### Tasks and exercises
- a) In the text on silicon quantum dot aggregation, what was the primary size of the as-synthesized SiQDs?
- b) Carry on the passage about silicon quantum dot aggregation past its final sentence.

### Text segment
+ + + + + + +
The mean hydrodynamic diameters (labelled as mean size) obtained from dynamic light scattering (DLS) measurements over the same pH range were consistently larger than the primary size of the as-synthesized SiQDs (∼5.5 nm), indicating the formation of aggregates upon dispersion in water. These aggregates typically consisted of smaller aggregates (<100 nm) and larger assemblies (100 nm −1 µm), which together formed the volumetrically dominant fraction of the dispersed quantum dots and heterostructures. The pH dependence of the mean aggregate size for both untreated SiQDs types was consistent with the zeta potential trends, showing an increase in size from ∼60 nm at high pH to ∼200 nm and ∼1500 nm at low pH for pO-SiQDs and H-SiQDs, respectively (Fig. 2d). In contrast, acid-treated samples exhibited minimal sensitivity to pH variation, maintaining mean sizes of approximately 70 nm for both PAA- and PhA-treated SiQDs, with a slight reduction observed above pH 9. Treatment with both acids, however, resulted in aggregates around 200 nm in size, suggesting significant interparticle interconnection likely mediated by PAA and influenced by the sequence of treatment steps. In the dual-acid protocol, SiQDs were first physically mixed with PAA, followed by dispersion and sonication in water, during which an aqueous solution of PhA was introduced. Because PhA was not present during the initial mixing stage, its subsequent addition may have resulted in weaker direct interaction with the SiQDs surfaces and stronger interactions with the pre-adsorbed PAA, thereby promoting the formation of more interconnected aggregates. Additional insight into the aggregation behavior is provided by the corresponding size distribution profiles (Fig. 2f).

The size distribution of H-SiQDs was relatively narrow (∼30 nm), indicating well-defined collective behavior likely governed by variations in coulombic interactions between the particles. A similarly narrow distribution was observed for H-SiQDs treated with either PhA or PAA. In contrast, pO-SiQDs and PAA + PhA-treated H-SiQDs exhibited broader size distributions, spanning approximately 80 nm, which remained largely insensitive to pH changes, except under extreme conditions. This behavior suggests that aggregation in these systems is not primarily driven by electrostatic interactions but rather by strong oxygen bridging between SiQDs or by intermolecular linkages involving PAA and PhA attached on the SiQDs surfaces. The pO-SiQDs series demonstrated comparable trends in both mean size and size distribution. Notably, these samples displayed markedly broader size distributions and increased aggregate dimensions overall. In both samples containing PAA, aggregates extending up to 500 nm were also observed (Fig. 2e and S6).
+ + + + + + +
(Point localization data)
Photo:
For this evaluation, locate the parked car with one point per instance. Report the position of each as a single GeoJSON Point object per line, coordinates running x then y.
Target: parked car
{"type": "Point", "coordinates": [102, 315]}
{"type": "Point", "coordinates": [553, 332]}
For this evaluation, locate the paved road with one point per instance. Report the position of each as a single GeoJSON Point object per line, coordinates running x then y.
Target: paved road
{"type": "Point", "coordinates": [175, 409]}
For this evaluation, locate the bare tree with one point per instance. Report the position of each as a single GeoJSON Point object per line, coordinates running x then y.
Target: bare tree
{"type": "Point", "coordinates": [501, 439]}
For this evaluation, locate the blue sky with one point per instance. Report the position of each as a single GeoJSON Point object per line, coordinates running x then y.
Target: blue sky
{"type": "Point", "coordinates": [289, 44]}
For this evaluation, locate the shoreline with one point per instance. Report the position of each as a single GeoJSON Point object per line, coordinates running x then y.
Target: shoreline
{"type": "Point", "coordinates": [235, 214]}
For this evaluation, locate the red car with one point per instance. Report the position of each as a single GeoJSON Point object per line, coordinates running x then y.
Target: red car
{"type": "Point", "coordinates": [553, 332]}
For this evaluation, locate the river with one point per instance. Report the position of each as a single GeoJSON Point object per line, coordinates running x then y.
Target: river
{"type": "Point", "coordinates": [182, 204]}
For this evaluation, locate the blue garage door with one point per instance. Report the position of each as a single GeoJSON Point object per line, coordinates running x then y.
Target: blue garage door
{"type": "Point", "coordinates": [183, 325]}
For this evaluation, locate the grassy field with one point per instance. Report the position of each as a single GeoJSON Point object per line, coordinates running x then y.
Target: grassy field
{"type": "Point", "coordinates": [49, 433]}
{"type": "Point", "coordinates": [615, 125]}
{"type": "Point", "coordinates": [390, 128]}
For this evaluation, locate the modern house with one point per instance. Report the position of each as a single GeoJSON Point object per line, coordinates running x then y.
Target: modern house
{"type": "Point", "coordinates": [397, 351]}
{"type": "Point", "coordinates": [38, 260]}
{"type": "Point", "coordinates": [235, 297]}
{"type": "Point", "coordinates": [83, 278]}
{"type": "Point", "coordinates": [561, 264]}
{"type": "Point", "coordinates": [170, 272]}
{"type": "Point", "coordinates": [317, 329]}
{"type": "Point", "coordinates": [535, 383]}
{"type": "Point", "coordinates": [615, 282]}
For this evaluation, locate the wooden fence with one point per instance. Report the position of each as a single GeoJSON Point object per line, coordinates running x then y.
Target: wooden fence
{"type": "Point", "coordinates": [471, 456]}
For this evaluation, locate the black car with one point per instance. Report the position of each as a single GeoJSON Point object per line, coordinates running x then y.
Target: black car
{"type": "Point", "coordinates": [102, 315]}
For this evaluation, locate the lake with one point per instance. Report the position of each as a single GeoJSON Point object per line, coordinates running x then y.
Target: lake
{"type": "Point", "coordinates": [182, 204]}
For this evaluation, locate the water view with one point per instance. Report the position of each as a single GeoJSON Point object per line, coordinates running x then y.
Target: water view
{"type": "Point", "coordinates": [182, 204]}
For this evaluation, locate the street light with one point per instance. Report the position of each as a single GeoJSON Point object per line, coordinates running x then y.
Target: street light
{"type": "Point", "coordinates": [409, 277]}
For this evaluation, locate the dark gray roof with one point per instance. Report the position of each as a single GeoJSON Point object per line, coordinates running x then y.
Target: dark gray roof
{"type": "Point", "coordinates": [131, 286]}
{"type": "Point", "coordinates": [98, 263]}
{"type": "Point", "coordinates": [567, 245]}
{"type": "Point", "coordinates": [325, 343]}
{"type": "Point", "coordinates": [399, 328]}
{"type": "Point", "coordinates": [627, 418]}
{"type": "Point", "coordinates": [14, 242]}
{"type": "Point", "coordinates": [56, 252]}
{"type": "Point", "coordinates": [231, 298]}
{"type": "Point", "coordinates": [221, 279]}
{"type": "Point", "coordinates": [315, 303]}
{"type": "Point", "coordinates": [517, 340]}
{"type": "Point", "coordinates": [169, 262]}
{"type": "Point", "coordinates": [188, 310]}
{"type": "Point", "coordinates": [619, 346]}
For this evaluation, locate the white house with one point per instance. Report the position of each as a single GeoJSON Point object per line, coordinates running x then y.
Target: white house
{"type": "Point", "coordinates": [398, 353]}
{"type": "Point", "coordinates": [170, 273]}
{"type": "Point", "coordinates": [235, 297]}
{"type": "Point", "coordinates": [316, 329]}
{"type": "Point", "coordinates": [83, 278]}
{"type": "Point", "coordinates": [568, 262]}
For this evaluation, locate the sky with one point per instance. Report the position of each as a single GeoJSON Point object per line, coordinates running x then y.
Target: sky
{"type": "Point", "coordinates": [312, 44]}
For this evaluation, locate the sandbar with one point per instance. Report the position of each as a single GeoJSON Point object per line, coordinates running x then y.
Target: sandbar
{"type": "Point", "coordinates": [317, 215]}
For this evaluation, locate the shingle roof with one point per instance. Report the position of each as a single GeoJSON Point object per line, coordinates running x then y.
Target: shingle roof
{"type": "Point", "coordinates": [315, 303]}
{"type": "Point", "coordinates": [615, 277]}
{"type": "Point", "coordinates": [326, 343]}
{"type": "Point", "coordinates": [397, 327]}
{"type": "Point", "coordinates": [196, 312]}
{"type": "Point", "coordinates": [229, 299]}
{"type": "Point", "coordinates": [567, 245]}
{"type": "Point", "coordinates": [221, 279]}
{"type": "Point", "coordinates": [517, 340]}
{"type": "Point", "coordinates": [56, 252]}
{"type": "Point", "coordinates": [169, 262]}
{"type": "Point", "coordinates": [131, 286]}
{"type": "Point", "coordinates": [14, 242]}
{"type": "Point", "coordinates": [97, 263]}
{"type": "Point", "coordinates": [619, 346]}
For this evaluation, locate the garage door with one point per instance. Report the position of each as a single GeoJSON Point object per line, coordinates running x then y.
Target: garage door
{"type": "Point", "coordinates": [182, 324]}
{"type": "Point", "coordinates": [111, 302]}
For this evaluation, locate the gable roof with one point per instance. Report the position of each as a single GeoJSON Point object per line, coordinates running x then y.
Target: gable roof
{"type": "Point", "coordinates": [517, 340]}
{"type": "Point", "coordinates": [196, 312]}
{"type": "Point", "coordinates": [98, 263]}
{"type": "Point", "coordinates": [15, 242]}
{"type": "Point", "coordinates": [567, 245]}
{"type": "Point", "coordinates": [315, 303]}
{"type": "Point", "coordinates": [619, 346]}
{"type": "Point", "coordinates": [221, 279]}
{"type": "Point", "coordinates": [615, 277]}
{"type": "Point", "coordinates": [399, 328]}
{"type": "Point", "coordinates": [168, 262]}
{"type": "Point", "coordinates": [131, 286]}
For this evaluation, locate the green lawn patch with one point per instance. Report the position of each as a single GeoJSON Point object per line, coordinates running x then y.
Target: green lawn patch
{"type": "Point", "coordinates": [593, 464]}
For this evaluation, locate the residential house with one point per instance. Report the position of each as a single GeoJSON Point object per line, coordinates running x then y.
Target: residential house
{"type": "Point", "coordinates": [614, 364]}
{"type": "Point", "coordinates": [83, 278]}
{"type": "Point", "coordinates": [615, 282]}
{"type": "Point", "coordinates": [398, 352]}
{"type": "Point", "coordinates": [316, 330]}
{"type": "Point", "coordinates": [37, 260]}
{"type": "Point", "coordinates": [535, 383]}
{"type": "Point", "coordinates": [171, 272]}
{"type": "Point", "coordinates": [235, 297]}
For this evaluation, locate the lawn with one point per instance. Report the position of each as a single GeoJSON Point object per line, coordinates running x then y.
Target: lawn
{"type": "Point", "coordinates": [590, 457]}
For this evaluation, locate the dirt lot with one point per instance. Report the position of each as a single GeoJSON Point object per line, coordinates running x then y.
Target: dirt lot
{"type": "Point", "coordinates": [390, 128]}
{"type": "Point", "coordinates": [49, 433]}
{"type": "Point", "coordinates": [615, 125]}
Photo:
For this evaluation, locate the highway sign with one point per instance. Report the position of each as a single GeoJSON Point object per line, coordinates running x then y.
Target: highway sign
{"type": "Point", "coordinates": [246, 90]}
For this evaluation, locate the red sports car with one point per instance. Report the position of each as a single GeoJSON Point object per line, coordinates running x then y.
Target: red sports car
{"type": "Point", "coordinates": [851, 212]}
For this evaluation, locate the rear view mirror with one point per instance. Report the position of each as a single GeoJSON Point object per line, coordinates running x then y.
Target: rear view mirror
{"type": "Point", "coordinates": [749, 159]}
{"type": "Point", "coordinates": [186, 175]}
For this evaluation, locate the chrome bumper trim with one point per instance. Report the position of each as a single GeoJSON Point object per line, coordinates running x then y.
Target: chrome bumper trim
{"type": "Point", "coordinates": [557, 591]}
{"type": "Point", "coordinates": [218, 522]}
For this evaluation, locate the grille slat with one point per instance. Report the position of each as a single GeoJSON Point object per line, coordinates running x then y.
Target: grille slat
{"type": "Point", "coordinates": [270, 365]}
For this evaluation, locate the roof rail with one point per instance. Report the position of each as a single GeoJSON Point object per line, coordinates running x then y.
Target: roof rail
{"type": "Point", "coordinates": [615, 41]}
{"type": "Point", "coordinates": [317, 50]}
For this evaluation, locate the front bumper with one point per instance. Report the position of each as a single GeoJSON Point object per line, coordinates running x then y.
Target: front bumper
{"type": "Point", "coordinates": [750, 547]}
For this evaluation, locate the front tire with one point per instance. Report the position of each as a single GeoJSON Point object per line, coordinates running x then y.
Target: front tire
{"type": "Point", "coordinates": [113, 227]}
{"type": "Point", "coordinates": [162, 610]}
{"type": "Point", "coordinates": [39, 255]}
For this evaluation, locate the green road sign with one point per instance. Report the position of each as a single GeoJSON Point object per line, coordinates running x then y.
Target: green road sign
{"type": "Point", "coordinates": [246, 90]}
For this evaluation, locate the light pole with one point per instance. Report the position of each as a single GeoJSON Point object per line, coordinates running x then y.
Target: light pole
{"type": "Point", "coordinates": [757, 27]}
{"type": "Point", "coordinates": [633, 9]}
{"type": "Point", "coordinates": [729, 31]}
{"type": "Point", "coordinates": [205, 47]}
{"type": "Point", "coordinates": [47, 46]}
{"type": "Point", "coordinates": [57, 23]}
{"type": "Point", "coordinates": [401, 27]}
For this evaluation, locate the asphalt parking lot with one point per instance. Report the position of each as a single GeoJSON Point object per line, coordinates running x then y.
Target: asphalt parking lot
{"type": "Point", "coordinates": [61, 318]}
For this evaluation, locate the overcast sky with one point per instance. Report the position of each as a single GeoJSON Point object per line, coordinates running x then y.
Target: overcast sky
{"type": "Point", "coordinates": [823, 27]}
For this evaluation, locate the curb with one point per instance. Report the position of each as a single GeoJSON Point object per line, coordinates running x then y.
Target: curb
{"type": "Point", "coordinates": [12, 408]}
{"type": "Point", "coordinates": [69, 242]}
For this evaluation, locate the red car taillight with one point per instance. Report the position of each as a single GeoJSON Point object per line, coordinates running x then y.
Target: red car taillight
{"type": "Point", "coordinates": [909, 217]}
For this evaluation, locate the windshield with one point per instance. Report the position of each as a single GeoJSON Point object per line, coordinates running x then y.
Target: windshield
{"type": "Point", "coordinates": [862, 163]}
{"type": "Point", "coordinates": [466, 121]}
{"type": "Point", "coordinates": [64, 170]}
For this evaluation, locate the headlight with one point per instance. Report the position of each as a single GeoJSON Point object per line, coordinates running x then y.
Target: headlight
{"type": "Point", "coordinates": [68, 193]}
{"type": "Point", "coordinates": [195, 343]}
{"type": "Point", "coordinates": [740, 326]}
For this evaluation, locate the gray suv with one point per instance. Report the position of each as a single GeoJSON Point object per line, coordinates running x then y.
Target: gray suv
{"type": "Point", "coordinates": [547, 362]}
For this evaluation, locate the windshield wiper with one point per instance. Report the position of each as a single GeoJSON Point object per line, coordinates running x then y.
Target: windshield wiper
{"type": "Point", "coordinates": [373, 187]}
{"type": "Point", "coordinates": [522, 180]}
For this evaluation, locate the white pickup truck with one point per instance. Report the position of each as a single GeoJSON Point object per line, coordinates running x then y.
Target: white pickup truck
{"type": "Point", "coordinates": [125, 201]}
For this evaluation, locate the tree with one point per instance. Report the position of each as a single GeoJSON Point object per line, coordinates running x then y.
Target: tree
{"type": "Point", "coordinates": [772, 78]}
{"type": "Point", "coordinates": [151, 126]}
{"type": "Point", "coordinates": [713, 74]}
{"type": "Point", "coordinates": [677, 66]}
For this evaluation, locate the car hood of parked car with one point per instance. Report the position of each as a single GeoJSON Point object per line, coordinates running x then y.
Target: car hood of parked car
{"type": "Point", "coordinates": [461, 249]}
+ + + + + + +
### Answer set
- a) About 5.5 nm.

- b)
4. Discussion

First, since the interpretation is not completely straightforward based on published literature, we will discuss the phenomena occurring in the untreated SiQDs using the speciation diagram, which describes the change of the form of the dissolved species around a pK_a value with 1 : 1 ratio. A speciation diagram for SiOH groups on the highly strained and curved surfaces of our SiQDs, differing significantly from that of bulk silicon, with the average pK_a value of 4.5,⁴⁴ is presented in Fig. 3a (for details about the calculation of a speciation diagram based on Henderson–Hasselbalch eqn, see SI) together with the pH dependence of the normalized PL intensity at maximum, zeta-potential and mean size measured in non-treated SiQDs (Fig. 3a). The pH dependence of the zeta-potential and the mean size in untreated H-SiQDs almost perfectly match the neutralization curve, suggesting that the deprotonation and neutralization processes are responsible for the change of surface charge and agglomeration of H-SiQDs. Perhaps more surprisingly, the pH dependence of PL also well correlates with the neutralization curve. At high pH, the PL is clearly quenched by the dissolution of the Si core. At low pH, the neutralization of surface SiOH groups alters the charge distribution around the nanoparticles by enhancing the influence of the surrounding positive charge from solvated H⁺ ions. Due to the covalent nature of the SiQDs core, the electron wave function is highly sensitive to both the electronegativity of surface terminations and the local electric field at the surface.⁴⁵ Thus, we propose that both surface charge neutralization and the external electrostatic environment affect the spatial distribution of electron and hole wave functions, modulating their overlap and ultimately influencing the radiative recombination processes. This observation is particularly interesting for the PL characterization, because it implies that a simple PL measurement can serve as a probe to the charge status of SiQDs. Similar tendencies as those in untreated H-SiQDs were also observed in untreated pO-SiQDs (Fig. 2c–f). The differences in agglomerate sizes at low pH between the two non-treated samples are most likely attributable to the higher density of surface *Si–O bonds on the pO-SiQDs, which limit the Coulombic-driven agglomeration observed in H-SiQDs (Fig. 2f).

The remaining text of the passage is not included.